_WRITTEN TASK:_ Count the lines in the rows below that contain the word "bowl", and give only that number.

_DATA RECORDS:_
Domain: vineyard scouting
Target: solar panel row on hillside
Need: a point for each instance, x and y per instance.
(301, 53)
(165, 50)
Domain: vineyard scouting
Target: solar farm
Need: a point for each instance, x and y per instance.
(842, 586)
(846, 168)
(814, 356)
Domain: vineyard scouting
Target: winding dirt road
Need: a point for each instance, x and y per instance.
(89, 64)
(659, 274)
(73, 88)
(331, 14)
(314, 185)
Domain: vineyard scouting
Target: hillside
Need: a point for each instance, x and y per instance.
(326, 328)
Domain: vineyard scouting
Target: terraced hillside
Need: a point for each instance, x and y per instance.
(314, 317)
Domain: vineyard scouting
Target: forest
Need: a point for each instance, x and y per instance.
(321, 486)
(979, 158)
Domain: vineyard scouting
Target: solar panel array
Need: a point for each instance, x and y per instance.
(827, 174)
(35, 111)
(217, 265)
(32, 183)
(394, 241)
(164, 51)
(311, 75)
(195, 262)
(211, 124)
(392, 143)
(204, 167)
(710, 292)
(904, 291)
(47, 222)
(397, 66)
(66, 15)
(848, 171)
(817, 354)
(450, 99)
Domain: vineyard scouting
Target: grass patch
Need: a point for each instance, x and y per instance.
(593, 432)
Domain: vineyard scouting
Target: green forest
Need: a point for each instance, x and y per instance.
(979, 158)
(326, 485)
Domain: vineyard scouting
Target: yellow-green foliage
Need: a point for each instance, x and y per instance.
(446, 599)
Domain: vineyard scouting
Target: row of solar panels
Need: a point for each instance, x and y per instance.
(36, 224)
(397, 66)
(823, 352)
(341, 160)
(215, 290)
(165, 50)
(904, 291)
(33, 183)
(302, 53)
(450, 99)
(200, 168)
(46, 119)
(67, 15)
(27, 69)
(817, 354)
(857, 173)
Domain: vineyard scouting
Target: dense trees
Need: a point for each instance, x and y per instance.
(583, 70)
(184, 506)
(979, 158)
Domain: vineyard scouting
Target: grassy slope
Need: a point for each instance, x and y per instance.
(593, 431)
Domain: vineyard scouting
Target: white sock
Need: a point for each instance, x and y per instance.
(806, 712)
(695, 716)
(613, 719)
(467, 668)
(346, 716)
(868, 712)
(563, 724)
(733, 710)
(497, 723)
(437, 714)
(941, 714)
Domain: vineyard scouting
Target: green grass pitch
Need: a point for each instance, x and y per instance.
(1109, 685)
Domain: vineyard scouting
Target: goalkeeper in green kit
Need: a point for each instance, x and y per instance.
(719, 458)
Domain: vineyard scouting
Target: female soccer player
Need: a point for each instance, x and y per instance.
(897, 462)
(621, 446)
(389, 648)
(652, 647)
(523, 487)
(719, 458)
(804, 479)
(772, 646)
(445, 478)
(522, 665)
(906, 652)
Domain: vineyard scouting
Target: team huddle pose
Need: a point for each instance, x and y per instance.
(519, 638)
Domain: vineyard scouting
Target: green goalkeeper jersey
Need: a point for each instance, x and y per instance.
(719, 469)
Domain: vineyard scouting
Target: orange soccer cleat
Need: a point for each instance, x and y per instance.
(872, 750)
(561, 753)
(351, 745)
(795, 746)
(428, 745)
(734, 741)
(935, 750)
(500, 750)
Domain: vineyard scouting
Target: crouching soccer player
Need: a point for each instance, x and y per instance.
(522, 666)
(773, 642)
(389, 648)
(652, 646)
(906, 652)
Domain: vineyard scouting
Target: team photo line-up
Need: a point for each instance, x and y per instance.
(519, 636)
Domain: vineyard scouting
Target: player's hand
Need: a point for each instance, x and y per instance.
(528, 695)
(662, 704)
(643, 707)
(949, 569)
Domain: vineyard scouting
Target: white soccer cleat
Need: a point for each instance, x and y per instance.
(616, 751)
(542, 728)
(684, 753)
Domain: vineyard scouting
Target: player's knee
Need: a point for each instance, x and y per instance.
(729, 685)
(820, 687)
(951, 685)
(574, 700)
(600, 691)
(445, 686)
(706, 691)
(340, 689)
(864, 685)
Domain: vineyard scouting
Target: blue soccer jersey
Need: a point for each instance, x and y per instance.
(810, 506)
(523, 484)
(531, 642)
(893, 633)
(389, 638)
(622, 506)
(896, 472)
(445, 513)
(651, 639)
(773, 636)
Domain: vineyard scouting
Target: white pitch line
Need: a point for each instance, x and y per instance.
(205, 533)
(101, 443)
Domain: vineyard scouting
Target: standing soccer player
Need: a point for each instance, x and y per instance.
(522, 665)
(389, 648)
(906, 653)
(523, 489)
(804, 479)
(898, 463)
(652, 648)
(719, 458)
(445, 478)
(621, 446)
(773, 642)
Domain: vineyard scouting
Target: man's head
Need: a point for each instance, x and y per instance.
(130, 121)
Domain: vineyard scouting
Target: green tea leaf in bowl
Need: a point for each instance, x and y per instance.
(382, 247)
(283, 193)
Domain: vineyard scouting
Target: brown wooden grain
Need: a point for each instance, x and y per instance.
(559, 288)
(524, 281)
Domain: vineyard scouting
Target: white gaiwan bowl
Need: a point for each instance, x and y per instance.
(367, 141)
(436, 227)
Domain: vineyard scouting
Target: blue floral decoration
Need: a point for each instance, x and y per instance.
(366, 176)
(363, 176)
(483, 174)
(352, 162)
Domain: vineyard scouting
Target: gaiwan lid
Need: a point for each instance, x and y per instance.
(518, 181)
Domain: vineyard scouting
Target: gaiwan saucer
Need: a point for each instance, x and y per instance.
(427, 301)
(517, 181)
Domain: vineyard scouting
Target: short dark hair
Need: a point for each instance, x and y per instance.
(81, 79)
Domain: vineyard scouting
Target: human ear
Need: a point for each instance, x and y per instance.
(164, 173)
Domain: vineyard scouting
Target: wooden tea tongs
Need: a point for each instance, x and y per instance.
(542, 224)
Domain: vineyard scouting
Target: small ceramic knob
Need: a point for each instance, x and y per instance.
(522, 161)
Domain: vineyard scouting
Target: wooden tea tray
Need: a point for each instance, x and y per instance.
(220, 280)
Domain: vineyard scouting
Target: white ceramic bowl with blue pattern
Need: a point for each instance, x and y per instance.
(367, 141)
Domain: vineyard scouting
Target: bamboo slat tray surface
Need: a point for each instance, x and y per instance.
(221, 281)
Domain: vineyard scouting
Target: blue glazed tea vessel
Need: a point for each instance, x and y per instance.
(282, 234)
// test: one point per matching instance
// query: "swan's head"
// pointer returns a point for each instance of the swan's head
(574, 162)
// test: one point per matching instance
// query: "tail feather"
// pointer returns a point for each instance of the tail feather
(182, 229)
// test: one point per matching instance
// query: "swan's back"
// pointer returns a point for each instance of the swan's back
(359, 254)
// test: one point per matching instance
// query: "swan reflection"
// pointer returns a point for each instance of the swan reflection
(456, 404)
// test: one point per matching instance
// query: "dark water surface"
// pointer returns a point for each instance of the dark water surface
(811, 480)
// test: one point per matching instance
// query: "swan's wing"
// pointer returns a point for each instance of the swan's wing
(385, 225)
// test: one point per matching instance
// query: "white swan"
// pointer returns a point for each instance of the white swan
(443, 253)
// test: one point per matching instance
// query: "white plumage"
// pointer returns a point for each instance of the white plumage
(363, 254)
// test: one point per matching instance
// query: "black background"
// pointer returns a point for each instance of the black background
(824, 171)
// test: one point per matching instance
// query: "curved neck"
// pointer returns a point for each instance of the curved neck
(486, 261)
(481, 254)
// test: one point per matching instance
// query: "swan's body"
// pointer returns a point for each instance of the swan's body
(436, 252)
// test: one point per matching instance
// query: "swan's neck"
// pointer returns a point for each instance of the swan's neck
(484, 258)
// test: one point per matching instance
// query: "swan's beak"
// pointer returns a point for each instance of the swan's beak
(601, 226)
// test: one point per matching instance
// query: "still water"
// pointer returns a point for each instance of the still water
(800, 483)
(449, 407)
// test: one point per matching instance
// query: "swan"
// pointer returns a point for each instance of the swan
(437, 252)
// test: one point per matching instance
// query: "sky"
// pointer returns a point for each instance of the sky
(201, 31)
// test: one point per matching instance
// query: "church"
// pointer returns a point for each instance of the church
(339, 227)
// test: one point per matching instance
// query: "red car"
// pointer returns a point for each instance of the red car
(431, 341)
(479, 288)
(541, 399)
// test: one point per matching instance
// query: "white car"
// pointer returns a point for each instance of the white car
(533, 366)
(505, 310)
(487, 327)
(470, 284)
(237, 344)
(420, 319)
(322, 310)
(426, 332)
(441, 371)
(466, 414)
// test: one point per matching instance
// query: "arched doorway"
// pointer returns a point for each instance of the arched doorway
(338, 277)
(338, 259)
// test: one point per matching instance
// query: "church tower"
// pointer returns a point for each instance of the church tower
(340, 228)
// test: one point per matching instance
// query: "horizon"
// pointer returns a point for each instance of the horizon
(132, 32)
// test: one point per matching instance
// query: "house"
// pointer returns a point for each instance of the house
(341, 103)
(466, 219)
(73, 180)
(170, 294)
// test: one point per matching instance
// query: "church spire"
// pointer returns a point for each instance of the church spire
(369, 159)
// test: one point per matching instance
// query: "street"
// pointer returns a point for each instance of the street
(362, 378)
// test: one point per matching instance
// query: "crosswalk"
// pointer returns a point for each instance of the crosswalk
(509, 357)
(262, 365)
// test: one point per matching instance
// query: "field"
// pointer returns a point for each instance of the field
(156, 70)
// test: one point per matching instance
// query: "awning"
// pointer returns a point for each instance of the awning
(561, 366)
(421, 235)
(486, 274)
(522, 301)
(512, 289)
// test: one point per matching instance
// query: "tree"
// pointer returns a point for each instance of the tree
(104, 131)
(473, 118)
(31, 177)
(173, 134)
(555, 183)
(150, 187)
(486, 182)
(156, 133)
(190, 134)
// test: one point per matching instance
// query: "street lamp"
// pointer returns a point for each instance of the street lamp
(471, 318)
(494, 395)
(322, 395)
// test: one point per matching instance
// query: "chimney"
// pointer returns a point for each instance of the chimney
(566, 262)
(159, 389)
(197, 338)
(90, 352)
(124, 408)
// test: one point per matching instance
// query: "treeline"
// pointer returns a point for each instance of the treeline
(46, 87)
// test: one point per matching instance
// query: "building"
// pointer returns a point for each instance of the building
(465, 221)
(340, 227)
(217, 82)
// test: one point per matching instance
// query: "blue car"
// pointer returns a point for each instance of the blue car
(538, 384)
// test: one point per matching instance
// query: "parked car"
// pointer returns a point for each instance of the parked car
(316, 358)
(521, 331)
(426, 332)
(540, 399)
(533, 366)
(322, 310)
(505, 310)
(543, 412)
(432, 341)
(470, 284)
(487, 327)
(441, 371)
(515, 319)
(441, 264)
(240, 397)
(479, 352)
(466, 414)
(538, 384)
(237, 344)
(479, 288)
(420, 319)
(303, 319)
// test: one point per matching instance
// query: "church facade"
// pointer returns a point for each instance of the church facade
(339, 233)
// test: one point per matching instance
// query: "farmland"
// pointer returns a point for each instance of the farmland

_PROBLEM SOLUTION:_ 3